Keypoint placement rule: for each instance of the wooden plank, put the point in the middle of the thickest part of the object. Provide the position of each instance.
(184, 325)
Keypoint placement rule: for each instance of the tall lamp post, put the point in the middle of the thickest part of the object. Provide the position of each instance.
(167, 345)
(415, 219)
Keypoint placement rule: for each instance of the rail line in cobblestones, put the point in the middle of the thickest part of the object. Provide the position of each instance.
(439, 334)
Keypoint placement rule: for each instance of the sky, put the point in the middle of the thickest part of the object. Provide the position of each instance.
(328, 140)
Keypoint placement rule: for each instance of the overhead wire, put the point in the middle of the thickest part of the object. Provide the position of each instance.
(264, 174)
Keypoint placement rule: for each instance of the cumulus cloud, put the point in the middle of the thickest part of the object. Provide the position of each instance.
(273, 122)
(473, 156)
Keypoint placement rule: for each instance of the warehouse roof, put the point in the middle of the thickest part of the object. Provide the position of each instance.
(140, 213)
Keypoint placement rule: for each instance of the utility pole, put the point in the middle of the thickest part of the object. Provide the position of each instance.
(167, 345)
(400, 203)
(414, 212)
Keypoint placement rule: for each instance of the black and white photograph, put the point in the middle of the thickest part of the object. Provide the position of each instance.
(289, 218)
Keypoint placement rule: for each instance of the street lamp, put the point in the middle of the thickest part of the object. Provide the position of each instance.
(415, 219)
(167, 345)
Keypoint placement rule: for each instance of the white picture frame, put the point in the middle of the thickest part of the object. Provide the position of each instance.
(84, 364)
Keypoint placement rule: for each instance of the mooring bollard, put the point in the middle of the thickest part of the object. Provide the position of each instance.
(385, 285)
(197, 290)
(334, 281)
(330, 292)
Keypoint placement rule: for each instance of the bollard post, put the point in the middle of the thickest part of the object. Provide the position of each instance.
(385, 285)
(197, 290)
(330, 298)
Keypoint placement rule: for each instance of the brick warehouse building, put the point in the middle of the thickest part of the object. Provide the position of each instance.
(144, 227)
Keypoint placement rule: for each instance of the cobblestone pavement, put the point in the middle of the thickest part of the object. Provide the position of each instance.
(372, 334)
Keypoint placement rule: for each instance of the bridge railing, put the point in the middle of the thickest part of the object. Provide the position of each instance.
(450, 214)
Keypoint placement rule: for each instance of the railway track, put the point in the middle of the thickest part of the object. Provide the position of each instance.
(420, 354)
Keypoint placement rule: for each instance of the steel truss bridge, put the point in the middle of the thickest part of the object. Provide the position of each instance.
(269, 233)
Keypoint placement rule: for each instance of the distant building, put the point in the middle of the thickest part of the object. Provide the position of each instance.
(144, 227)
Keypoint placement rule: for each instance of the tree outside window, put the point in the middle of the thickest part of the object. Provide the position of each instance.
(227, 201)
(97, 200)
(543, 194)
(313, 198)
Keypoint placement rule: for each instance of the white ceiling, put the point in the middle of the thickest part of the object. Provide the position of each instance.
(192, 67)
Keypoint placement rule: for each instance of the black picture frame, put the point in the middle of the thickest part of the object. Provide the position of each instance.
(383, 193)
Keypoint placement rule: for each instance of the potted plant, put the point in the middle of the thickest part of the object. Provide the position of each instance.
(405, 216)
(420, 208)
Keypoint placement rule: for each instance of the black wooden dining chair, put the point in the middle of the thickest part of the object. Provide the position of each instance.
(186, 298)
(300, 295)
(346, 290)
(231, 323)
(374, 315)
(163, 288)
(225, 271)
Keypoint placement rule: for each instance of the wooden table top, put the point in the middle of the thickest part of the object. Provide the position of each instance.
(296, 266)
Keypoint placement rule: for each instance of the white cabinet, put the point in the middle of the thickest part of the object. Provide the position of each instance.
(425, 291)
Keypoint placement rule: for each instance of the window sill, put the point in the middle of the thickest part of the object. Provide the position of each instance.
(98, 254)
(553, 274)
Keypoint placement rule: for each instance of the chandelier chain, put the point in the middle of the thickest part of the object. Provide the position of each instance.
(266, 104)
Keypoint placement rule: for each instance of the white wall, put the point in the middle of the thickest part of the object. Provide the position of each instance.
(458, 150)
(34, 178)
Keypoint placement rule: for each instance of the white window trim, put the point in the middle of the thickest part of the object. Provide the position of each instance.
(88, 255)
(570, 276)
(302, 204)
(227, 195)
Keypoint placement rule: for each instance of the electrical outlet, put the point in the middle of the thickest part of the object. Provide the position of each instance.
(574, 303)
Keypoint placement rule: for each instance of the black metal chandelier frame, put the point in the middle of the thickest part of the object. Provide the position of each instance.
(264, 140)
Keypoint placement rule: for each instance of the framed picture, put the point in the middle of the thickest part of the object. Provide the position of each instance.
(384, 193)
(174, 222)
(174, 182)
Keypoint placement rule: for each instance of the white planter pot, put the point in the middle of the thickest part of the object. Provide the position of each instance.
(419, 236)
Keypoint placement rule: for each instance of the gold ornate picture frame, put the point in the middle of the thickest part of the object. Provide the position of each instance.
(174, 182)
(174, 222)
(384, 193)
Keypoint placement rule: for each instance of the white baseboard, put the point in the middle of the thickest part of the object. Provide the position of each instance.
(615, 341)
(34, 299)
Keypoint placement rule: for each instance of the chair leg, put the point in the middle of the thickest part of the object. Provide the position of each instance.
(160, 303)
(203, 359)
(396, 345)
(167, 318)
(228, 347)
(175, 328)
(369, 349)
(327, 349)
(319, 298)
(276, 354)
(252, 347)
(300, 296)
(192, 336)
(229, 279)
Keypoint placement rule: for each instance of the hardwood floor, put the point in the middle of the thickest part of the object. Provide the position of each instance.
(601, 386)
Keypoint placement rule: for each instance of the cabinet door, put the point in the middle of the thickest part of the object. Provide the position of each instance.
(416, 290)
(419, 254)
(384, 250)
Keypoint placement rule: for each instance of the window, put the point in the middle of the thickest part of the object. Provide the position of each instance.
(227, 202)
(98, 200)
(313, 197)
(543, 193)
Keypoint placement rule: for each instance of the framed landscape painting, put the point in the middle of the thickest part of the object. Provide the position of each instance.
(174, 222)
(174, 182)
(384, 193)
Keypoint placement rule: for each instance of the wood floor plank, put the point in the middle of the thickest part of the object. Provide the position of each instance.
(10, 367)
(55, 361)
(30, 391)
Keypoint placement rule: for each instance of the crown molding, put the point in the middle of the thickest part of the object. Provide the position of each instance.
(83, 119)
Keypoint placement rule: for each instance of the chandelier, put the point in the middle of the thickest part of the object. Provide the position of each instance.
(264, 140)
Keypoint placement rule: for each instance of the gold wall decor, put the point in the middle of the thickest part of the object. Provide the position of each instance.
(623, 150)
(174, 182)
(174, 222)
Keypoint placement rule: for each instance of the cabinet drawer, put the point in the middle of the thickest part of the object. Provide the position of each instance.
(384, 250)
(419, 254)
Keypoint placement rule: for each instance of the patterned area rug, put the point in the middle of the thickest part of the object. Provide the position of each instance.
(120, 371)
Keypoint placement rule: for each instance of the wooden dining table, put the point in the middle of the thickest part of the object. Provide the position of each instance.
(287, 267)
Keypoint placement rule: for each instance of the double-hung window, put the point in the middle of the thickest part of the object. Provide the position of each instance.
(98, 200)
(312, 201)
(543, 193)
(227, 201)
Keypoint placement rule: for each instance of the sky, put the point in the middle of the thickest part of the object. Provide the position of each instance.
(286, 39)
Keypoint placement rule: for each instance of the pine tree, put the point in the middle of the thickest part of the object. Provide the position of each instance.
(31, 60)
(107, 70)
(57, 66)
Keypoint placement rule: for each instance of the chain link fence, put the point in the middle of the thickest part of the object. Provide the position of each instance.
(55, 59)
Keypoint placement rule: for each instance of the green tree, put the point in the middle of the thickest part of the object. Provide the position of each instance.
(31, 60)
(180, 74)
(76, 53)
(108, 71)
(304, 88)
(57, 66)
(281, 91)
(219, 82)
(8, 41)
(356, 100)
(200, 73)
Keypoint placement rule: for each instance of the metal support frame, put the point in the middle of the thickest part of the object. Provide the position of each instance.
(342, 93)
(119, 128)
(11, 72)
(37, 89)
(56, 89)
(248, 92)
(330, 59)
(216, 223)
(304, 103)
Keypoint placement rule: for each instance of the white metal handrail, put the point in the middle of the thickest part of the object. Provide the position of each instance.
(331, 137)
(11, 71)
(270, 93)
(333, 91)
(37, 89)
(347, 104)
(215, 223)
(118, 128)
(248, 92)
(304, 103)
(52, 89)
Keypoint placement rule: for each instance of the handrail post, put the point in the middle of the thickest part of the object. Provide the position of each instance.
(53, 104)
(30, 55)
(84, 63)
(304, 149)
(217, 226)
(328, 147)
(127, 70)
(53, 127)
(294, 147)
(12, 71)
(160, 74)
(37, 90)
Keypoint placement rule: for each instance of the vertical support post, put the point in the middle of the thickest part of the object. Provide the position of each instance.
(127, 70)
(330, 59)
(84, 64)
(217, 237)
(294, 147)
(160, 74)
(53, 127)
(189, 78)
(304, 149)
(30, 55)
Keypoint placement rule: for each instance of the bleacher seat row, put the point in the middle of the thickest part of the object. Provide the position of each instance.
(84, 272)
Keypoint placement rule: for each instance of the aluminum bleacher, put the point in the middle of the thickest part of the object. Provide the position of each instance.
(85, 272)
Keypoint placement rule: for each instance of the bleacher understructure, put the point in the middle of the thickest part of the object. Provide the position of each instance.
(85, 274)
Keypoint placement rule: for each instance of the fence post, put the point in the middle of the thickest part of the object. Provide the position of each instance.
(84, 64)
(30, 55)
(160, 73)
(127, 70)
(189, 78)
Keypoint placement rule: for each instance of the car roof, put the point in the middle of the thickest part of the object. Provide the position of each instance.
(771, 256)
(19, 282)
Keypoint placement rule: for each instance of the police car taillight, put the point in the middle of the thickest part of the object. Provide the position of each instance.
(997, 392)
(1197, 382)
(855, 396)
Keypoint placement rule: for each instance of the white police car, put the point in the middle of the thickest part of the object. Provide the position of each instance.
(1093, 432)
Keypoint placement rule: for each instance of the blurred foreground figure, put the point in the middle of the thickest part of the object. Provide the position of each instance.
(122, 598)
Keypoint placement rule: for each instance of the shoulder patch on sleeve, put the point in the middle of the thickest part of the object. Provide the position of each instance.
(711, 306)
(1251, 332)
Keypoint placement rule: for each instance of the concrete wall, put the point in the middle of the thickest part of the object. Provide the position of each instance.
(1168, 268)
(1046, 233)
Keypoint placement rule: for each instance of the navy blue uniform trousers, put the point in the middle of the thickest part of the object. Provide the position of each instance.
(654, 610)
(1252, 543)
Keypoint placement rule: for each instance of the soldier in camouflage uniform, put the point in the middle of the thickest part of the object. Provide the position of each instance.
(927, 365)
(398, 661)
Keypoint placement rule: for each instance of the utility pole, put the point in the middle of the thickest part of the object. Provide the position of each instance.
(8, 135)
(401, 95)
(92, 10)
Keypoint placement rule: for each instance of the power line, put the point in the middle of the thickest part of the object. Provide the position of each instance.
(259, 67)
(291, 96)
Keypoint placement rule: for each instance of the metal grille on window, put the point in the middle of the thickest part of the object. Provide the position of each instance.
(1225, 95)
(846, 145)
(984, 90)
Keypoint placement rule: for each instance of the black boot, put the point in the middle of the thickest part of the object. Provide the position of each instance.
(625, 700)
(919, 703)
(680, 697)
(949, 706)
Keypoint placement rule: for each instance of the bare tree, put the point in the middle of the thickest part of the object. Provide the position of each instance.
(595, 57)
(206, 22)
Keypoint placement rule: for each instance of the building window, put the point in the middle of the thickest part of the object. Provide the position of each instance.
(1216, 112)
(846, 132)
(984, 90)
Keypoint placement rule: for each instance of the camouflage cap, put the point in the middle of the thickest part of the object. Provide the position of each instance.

--- Exercise objective ---
The expected output is the lines from the one holding "Keypoint placement rule: for each instance of the building" through the last line of the data, exactly as they appear, with nothing before or after.

--- Answer ---
Keypoint placement rule: for each instance of the building window, put the point in the middle of the thickest part of the object. Provide the position of each instance.
(1216, 112)
(846, 132)
(984, 90)
Keypoint placement rule: for each instance of the camouflage cap, put the point in the middle of the thickest part of the object. Provide the position of each instance.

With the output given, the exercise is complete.